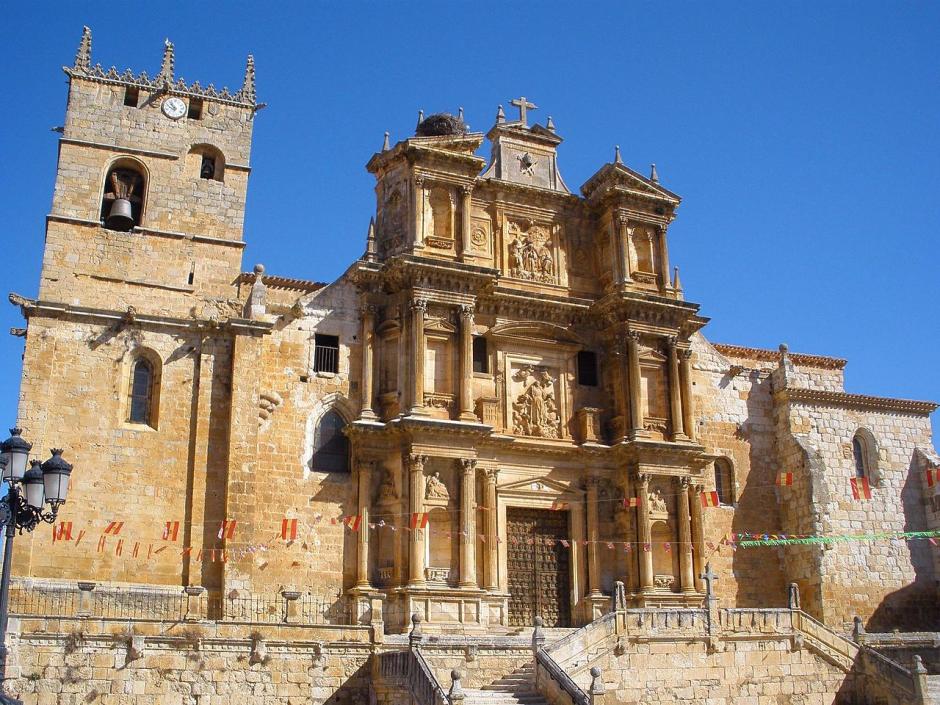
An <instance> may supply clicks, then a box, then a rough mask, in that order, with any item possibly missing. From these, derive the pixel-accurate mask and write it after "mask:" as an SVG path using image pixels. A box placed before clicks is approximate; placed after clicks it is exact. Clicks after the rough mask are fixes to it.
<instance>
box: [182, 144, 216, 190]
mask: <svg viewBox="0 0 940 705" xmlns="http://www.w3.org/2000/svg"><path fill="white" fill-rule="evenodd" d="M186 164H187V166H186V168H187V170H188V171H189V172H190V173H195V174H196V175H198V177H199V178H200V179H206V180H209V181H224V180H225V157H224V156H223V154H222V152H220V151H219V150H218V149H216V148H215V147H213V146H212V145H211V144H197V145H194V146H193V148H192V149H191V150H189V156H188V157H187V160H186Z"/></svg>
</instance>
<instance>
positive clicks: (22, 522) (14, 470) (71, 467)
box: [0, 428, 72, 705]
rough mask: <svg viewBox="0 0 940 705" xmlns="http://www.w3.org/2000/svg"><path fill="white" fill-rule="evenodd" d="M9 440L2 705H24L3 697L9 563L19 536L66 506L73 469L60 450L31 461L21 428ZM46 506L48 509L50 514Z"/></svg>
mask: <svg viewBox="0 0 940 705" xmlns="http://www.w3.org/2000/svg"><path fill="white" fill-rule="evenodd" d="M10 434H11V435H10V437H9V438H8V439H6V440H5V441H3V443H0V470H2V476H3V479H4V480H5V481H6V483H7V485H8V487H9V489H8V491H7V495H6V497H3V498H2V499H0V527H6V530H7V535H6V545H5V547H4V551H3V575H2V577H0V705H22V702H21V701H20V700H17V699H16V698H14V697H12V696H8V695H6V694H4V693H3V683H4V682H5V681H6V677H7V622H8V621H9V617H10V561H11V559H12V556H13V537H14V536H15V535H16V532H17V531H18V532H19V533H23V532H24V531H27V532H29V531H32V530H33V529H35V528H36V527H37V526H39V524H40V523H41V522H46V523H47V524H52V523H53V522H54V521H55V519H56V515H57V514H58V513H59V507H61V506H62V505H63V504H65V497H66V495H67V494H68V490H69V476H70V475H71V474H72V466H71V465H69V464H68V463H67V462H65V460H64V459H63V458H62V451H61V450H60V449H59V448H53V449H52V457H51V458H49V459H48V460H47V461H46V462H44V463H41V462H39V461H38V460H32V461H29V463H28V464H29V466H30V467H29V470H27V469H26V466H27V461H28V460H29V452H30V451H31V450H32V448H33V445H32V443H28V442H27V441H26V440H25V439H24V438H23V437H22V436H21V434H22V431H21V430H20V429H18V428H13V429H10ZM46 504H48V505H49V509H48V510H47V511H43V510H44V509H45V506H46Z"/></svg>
******************************
**PROBLEM**.
Nothing but the records, repeated exactly and stripped of pictures, should appear in the answer.

**TASK SOLUTION**.
An <instance> may supply clicks, then a box, then a rough mask, in that order, with any item possibly missing. From these, derive the pixel-accurate mask and write it after "mask:" as an SVG path using image pixels. A box placed before clicks is approximate; placed after clicks it is exact. Clicks after the rough mask are fixes to it.
<instance>
box: [182, 144, 216, 190]
mask: <svg viewBox="0 0 940 705" xmlns="http://www.w3.org/2000/svg"><path fill="white" fill-rule="evenodd" d="M186 164H187V166H186V168H187V170H188V171H189V172H190V173H195V174H196V175H198V177H199V178H200V179H206V180H209V181H224V180H225V157H224V156H223V154H222V152H220V151H219V150H218V149H216V148H215V147H213V146H212V145H211V144H197V145H194V146H193V148H192V149H191V150H189V156H188V157H187V160H186Z"/></svg>
</instance>
<instance>
positive clicks: (22, 522) (14, 470) (71, 467)
box: [0, 428, 72, 705]
rough mask: <svg viewBox="0 0 940 705" xmlns="http://www.w3.org/2000/svg"><path fill="white" fill-rule="evenodd" d="M9 440L2 705H24L3 697L9 563L19 536L66 506L73 469L60 450L31 461L21 428ZM46 506L48 509L50 514Z"/></svg>
mask: <svg viewBox="0 0 940 705" xmlns="http://www.w3.org/2000/svg"><path fill="white" fill-rule="evenodd" d="M10 434H11V435H10V437H9V438H8V439H6V440H5V441H3V443H0V470H2V476H3V479H4V480H5V481H6V483H7V485H8V487H9V489H8V491H7V495H6V497H3V498H2V499H0V527H6V530H7V535H6V545H5V547H4V551H3V575H2V577H0V705H22V702H21V701H20V700H17V699H16V698H14V697H12V696H8V695H6V694H4V693H3V683H4V682H5V681H6V677H7V622H8V621H9V617H10V561H11V559H12V556H13V537H14V536H15V535H16V532H17V531H18V532H19V533H23V532H24V531H27V532H29V531H32V530H33V529H35V528H36V527H37V526H39V524H40V523H41V522H46V523H47V524H52V523H53V522H54V521H55V519H56V515H57V514H58V513H59V507H61V506H62V505H63V504H65V497H66V495H67V494H68V490H69V476H70V475H71V474H72V466H71V465H69V464H68V463H67V462H65V460H64V459H63V458H62V451H61V450H60V449H59V448H53V449H52V457H51V458H49V459H48V460H47V461H46V462H44V463H41V462H39V461H38V460H32V461H29V463H28V464H29V466H30V467H29V470H27V469H26V466H27V461H28V460H29V452H30V451H31V450H32V448H33V445H32V443H28V442H27V441H26V440H25V439H24V438H23V437H22V436H21V434H22V431H21V430H20V429H18V428H13V429H10ZM46 504H48V505H49V509H48V510H47V511H43V510H44V509H45V506H46Z"/></svg>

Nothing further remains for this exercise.